_Text shown_:
_ _ _ _

In detail, a hot spot may be perceived in a light source region where the brightness of light emitted from the first light source 24a is high, and the brightness of the light may be decreased in a direction coming closer to the second light source 24b. To prevent this case, the diffusion patterns 232a may be arrayed as illustrated in the drawing. That is, the distribution density of the diffusion patterns 232a is increased in the direction of light emitted from a corresponding one of the light sources 24a and 24c, and distances between the diffusion patterns 232a is decreased in the direction of the light, thereby preventing a brightness decrease of the light behind the light source 24b or 24d adjacent to the corresponding one of the light sources 24a and 24c, and thus, the brightness of the light can be uniform.

In other words, the number of the diffusion patterns 232a decreases in a region near the light source 24 such that light emitted from the light source 24 is totally reflected by the light extraction layer 232 and is spread through a long distance. On the contrary, the number of the diffusion patterns 232a increases in a direction going away from the light source 24, to increase frequencies of the diffusion and refraction of weaken light. Accordingly, the brightness of light can be uniform in both the region near the light source 24 and the region distant from the light source 24.

Although the shapes and arrangements of the diffusion patterns 232a are described according to the current embodiment, but the present disclosure is not limited thereto.

In addition, although the light emitting direction of the first light source array is opposite to that of the second light source array, but the present disclosure is not limited thereto. That is, regardless of the arrangement of the diffusion patterns 232a, the arrangement of the light sources 24 may be varied within the scope of the present disclosure.

For example, referring to FIG. 8, a first light source array and a second light source array may be arranged in the y axis direction. In addition, light may be emitted in the same direction or different directions from the first and second light source arrays.

Referring to FIG. 9, light emitting surfaces of light sources constituting a first light source array and light emitting surfaces of light sources constituting a second light source array may be tilted upward or downward through predetermined angles from an x axis direction.

Referring to FIG. 10, distances of a plurality of light source arrays from the y axis may be different.

In detail, in the embodiment of FIG. 10, third light source arrays including light sources 24e and 24f are provided, as well as first and second light source arrays, and distances that the light sources 24a, 24c, and 24e constituting the first, second, and third light sources arrays are spaced apart from the y axis are different from one other. That is, the light source 24a constituting the first light source array may be farthest from the y-axis, and the light source 24e constituting the third light source array may be nearest to the y-axis.

Although the various arrangements of the light sources according to the embodiments are illustrated in FIGS. 7 to 10, the present disclosure is not limited thereto. Hereinafter, it is assumed that light sources are arranged as illustrated in FIG. 7.

_ _ _ _

_Provided data_:
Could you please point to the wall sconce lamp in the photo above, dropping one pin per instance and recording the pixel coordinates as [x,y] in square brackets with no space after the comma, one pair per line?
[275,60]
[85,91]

_ _ _ _

_Task set_:
1 – In the text on light source arrangements, which light source lies nearest to the y-axis in the FIG. 10 embodiment?
2 – From the text on light source arrangements, copy word for word the passage that begins at "Although the shapes" and ends after "the present disclosure.".
3 – Continue the text on light source arrangements from its last sentence.

_Per-task outputs_:
1 – Light source 24e, part of the third light source array.

2 –
Although the shapes and arrangements of the diffusion patterns 232a are described according to the current embodiment, but the present disclosure is not limited thereto.

In addition, although the light emitting direction of the first light source array is opposite to that of the second light source array, but the present disclosure is not limited thereto. That is, regardless of the arrangement of the diffusion patterns 232a, the arrangement of the light sources 24 may be varied within the scope of the present disclosure.

3 –
FIGS. 11 and 12 are cross-sectional views illustrating a coupling structure of a driving part of a display module according to an embodiment.

Referring to FIGS. 11 and 12, the back cover 40 is attached to the rear surface (the lower surface in the drawing) of the backlight unit 23 according to the current embodiment, and the heat dissipation member 30 may be disposed between the backlight unit 23 and the back cover 40. Alternatively, the heat dissipation member 30 may be attached to the rear surface of the back cover 40.

In detail, the driving part 60, which includes the power supply part 61, the main board 62, and the driving control part 63, is installed on the rear surface of the back cover 40. The light sources 24 emit light using power supplied from the driving part 60. The driving part 60 is stably fixed to the back cover 40 through the chassis 50.

According to the embodiment, a first connector 81 may be disposed on the rear surface of the circuit board layer 231, and the back cover 40 may be provided with a hole 41 for receiving the first connector 81. The first connector 81 electrically connects the light source 24 to the power supply part 61 to supply a driving voltage from the power supply part 61 to the light source 24.

For example, the first connector 81 is disposed on the lower surface of the circuit board layer 231, and is electrically connected to the power supply part 61 through a first cable 811 to transmit the driving voltage to the light source 24. The driving voltage is supplied from the power supply part 61 through the first cable 811.

The driving control part 63 may be a timing controller, which controls a driving timing of the display panel 21. In more detail, the timing controller generates signals for controlling driving timings of a data driving part (not shown), a gamma voltage production part (not shown), and a gate driving part (not shown), which are provided to the display panel 21, to supply the signals to the display panel 21.

To synchronize driving of the backlight unit 23, more particularly, driving of the light sources 24 with the driving of the display panel 21, the timing controller may provide the backlight unit 23 with a signal for controlling a driving timing of the light sources 24.

According to the embodiment, a second connector 82 may be disposed on the rear surface of the circuit board layer 231, and the back cover 40 may be provided with the hole 41 for receiving the second connector 82. The second connector 82 electrically connects the circuit board layer 231 to the driving control part 63 to supply a control signal from the driving control part 63 to the circuit board layer 231.

Hereinafter, a structure that the light guiding layer 233 is installed on the circuit board layer 231 according to an embodiment will now be described in detail with reference to the accompanying drawings. Like reference numerals denote like elements, and a repeated description thereof will be omitted. The previously-described structures and embodiments may be applied to the following embodiments.

Hereinafter, the light guiding layer 233 is provided in the form of a separate injection-molded part that is attached to the upper surface of the light extraction layer 232, which is applied in common to the following embodiments.

FIG. 13 is an exploded perspective view illustrating a configuration of a backlight unit according to a first embodiment, and FIG. 14 is a vertical cross-sectional view illustrating the backlight unit of FIG. 13.

Referring to FIGS. 13 and 14, the light extraction layer 232 is disposed on the upper surface of the circuit board layer 231, and the light extraction layer 232 may be provided in the form of a metal reflection sheet having high reflectivity, as described above.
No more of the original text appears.